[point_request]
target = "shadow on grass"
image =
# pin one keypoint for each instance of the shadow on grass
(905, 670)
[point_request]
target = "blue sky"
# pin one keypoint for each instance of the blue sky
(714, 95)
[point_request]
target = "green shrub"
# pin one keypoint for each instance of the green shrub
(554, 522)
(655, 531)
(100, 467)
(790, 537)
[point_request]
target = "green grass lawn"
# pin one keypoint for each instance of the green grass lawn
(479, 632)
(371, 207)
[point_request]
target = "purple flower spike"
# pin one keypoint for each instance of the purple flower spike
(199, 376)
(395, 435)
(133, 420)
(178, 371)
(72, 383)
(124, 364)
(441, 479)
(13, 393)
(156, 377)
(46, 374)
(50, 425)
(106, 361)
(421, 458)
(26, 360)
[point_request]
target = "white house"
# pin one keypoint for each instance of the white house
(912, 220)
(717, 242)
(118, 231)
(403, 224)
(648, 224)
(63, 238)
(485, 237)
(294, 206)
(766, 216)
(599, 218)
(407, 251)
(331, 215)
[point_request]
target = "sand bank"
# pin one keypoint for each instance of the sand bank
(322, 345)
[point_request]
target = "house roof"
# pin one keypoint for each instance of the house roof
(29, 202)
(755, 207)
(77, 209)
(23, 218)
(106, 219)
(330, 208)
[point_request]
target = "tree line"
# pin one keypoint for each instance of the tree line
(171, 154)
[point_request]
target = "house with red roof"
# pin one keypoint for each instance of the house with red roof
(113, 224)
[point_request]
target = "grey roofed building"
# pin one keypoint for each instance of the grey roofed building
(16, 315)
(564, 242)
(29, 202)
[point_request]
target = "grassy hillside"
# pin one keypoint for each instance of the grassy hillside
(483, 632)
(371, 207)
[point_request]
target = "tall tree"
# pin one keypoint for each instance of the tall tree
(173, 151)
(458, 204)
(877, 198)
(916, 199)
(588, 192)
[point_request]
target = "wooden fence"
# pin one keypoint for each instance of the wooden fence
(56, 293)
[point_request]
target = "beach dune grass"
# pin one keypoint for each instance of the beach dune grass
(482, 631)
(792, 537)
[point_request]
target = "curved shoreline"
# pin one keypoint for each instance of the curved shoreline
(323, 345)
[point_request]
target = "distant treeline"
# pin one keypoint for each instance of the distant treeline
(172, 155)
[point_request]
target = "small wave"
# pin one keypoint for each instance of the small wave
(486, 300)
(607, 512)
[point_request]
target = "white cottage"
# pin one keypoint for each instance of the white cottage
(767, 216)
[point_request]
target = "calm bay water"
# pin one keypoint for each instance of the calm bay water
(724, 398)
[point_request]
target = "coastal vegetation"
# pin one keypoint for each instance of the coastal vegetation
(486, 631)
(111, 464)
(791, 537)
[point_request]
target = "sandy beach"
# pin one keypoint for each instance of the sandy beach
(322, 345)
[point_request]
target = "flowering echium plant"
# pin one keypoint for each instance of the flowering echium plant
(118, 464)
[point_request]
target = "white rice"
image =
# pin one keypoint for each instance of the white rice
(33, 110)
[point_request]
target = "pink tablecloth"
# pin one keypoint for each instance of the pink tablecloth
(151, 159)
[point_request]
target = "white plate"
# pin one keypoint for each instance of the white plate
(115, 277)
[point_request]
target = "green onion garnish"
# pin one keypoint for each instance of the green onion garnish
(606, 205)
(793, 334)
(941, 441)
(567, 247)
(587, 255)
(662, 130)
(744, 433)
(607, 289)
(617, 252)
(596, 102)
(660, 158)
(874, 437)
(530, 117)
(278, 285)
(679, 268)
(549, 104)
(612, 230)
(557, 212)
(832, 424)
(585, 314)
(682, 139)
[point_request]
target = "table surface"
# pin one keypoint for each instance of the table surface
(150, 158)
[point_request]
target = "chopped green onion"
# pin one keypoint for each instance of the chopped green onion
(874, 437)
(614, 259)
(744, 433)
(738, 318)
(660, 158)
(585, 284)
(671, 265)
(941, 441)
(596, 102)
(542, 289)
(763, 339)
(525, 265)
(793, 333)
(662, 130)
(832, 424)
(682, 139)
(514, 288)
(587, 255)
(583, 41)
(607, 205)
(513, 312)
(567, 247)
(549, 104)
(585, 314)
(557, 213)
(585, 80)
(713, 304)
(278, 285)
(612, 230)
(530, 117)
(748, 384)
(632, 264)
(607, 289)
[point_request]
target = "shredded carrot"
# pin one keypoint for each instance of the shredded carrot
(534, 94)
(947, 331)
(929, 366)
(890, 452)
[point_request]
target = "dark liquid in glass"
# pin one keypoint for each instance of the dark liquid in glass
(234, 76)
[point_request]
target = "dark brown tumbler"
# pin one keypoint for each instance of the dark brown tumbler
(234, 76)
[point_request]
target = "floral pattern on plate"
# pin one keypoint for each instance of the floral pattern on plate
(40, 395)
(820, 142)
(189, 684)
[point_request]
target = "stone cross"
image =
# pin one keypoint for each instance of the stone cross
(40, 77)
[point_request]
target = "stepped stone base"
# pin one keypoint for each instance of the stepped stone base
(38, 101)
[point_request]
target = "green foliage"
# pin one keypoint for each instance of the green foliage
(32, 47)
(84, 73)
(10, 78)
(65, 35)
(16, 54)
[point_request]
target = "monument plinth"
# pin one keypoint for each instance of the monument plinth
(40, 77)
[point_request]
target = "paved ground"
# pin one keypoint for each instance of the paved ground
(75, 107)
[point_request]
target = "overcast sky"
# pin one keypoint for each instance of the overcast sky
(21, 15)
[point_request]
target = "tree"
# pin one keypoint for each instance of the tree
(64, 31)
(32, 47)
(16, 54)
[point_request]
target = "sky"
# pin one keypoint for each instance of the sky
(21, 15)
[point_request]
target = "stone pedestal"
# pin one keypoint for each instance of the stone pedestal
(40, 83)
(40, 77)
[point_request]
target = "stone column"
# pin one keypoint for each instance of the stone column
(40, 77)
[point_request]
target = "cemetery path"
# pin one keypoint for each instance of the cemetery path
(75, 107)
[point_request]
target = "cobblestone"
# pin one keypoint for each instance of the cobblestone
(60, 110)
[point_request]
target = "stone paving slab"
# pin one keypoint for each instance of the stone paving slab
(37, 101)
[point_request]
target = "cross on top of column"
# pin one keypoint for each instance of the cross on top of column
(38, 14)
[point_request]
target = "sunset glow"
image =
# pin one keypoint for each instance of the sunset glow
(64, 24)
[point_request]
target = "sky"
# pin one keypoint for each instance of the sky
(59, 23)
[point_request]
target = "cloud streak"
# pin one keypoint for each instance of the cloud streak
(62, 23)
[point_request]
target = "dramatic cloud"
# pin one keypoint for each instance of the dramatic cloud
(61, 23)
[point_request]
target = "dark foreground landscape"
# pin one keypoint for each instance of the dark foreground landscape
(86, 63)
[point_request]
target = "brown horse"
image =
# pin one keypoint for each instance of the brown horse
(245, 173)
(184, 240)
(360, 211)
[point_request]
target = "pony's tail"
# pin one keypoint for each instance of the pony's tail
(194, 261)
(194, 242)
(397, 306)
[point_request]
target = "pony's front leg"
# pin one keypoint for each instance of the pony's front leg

# Task instructions
Print the material verbatim, all of it.

# Solution to this task
[point_request]
target = "shadow on grass"
image =
# pin one keypoint for each instance of the shadow on grass
(905, 670)
[point_request]
target = "blue sky"
# pin one keypoint for each instance of the blue sky
(714, 95)
[point_request]
target = "green shrub"
# pin one keypoint for each instance of the green shrub
(554, 522)
(655, 531)
(100, 467)
(790, 537)
[point_request]
target = "green grass lawn"
# pin one keypoint for each instance of the green grass lawn
(479, 632)
(371, 207)
[point_request]
target = "purple flower spike"
# pin one keypoint for each instance of the purple flower spike
(199, 376)
(395, 435)
(133, 420)
(178, 371)
(72, 383)
(124, 364)
(441, 479)
(13, 393)
(156, 377)
(46, 374)
(50, 425)
(106, 361)
(421, 458)
(26, 360)
[point_request]
target = "white house"
# pin one keypoint for each instance of the white house
(912, 220)
(717, 242)
(118, 231)
(403, 224)
(648, 224)
(63, 238)
(485, 237)
(294, 206)
(766, 216)
(599, 218)
(407, 251)
(331, 215)
[point_request]
target = "sand bank"
# pin one keypoint for each instance of the sand bank
(322, 345)
[point_request]
target = "house roof"
# pin one keypoint for each instance of the house roof
(29, 202)
(755, 207)
(77, 209)
(23, 218)
(106, 219)
(330, 208)
[point_request]
target = "tree line"
# pin one keypoint for each instance of the tree line
(171, 154)
[point_request]
target = "house with red roof"
# pin one keypoint for each instance of the house with red roof
(113, 224)
[point_request]
target = "grey roofed building"
# pin one keypoint for each instance of the grey roofed building
(16, 315)
(564, 242)
(29, 202)
[point_request]
target = "grassy hillside"
# pin one keypoint for each instance of the grassy hillside
(483, 632)
(371, 207)
[point_request]
target = "tall tree"
# pin one keypoint for each instance of the tall tree
(173, 151)
(458, 204)
(877, 198)
(916, 199)
(588, 192)
[point_request]
target = "wooden fence"
# pin one keypoint for each instance of the wooden fence
(56, 293)
[point_request]
target = "beach dune grass"
# pin one keypoint for each instance of the beach dune grass
(482, 631)
(792, 537)
[point_request]
target = "curved shoreline"
# pin one keypoint for each instance of the curved shoreline
(323, 345)
[point_request]
target = "distant treeline"
# pin one keypoint for each instance of the distant treeline
(172, 155)
[point_request]
target = "small wave"
# pin one keypoint for each instance of the small wave
(486, 300)
(607, 512)
[point_request]
target = "white cottage"
# pin one keypoint for each instance of the white cottage
(767, 216)
[point_request]
target = "calm bay water"
# pin one keypoint for each instance of the calm bay water
(724, 398)
[point_request]
target = "coastal vegetation"
# pin one keypoint for each instance of the coastal vegetation
(486, 631)
(111, 464)
(791, 537)
[point_request]
target = "sandy beach"
# pin one keypoint for each instance of the sandy beach
(322, 345)
[point_request]
target = "flowering echium plant"
# pin one keypoint for each instance of the flowering echium plant
(118, 464)
[point_request]
target = "white rice"
image =
# pin one keypoint for each instance of the white rice
(33, 110)
[point_request]
target = "pink tablecloth"
# pin one keypoint for each instance of the pink tablecloth
(151, 159)
[point_request]
target = "white plate"
# pin one keypoint for each instance of the white plate
(115, 277)
[point_request]
target = "green onion garnish"
# pin one keypoint for each instance of the green onion garnish
(606, 205)
(793, 334)
(941, 441)
(567, 247)
(587, 255)
(662, 130)
(744, 433)
(607, 289)
(617, 252)
(596, 102)
(660, 158)
(874, 437)
(530, 117)
(278, 285)
(679, 268)
(549, 104)
(612, 230)
(557, 212)
(832, 424)
(585, 314)
(682, 139)
[point_request]
target = "table surface"
# pin one keypoint for each instance of the table surface
(150, 158)
[point_request]
target = "chopped green onion"
# pin one keypoint for each instance of the chopped green onion
(874, 437)
(614, 259)
(744, 433)
(738, 318)
(660, 158)
(585, 284)
(671, 265)
(941, 441)
(596, 102)
(542, 289)
(763, 339)
(525, 265)
(793, 333)
(662, 130)
(832, 424)
(682, 139)
(514, 288)
(587, 255)
(583, 41)
(607, 205)
(513, 312)
(567, 247)
(549, 104)
(585, 314)
(557, 213)
(585, 80)
(713, 304)
(278, 285)
(612, 230)
(530, 117)
(748, 384)
(632, 264)
(607, 289)
[point_request]
target = "shredded carrot"
# pin one keypoint for each instance of the shredded carrot
(534, 94)
(947, 331)
(929, 366)
(890, 452)
[point_request]
target = "dark liquid in glass"
# pin one keypoint for each instance of the dark liquid in glass
(234, 76)
[point_request]
target = "dark brown tumbler"
# pin one keypoint for each instance of the dark brown tumbler
(234, 76)
[point_request]
target = "floral pattern on plate"
# pin one keypoint for each instance of the floral pattern on plate
(40, 395)
(820, 142)
(189, 684)
[point_request]
target = "stone cross"
image =
# pin one keypoint for each instance of the stone cross
(40, 77)
[point_request]
target = "stepped stone base"
# pin one keypoint for each instance of the stepped stone base
(38, 101)
[point_request]
target = "green foliage"
# pin one keypoint for each instance of the green foliage
(32, 47)
(84, 73)
(10, 78)
(65, 35)
(16, 54)
[point_request]
target = "monument plinth"
# pin one keypoint for each instance of the monument plinth
(40, 77)
[point_request]
target = "paved ground"
# pin one keypoint for each instance of the paved ground
(75, 107)
[point_request]
target = "overcast sky"
# pin one keypoint for each instance of the overcast sky
(21, 15)
[point_request]
target = "tree"
# pin one keypoint for each instance of the tree
(64, 31)
(32, 47)
(16, 54)
[point_request]
target = "sky"
# pin one keypoint for each instance of the sky
(21, 15)
[point_request]
target = "stone pedestal"
# pin one keypoint for each instance of the stone pedestal
(40, 83)
(40, 77)
[point_request]
target = "stone column"
# pin one keypoint for each instance of the stone column
(40, 77)
[point_request]
target = "cemetery path"
# pin one keypoint for each instance of the cemetery path
(75, 107)
[point_request]
target = "cobblestone"
# pin one keypoint for each instance of the cobblestone
(60, 110)
[point_request]
target = "stone paving slab"
# pin one keypoint for each instance of the stone paving slab
(37, 101)
[point_request]
target = "cross on top of column"
# pin one keypoint for each instance of the cross on top of column
(38, 14)
[point_request]
target = "sunset glow"
image =
# pin one keypoint for each instance of the sunset glow
(64, 24)
[point_request]
target = "sky"
# pin one keypoint for each instance of the sky
(59, 23)
[point_request]
target = "cloud streak"
# pin one keypoint for each instance of the cloud streak
(62, 23)
[point_request]
target = "dramatic cloud"
# pin one keypoint for each instance of the dramatic cloud
(61, 23)
[point_request]
target = "dark foreground landscape"
# pin one keypoint for each instance of the dark foreground landscape
(86, 63)
[point_request]
target = "brown horse"
image =
# pin one keypoint for each instance of the brown horse
(245, 173)
(184, 240)
(360, 211)
[point_request]
target = "pony's tail"
# pin one keypoint for each instance of the pony's tail
(194, 261)
(194, 242)
(397, 306)
[point_request]
target = "pony's front leg"
# pin one keypoint for each instance of the pony's front leg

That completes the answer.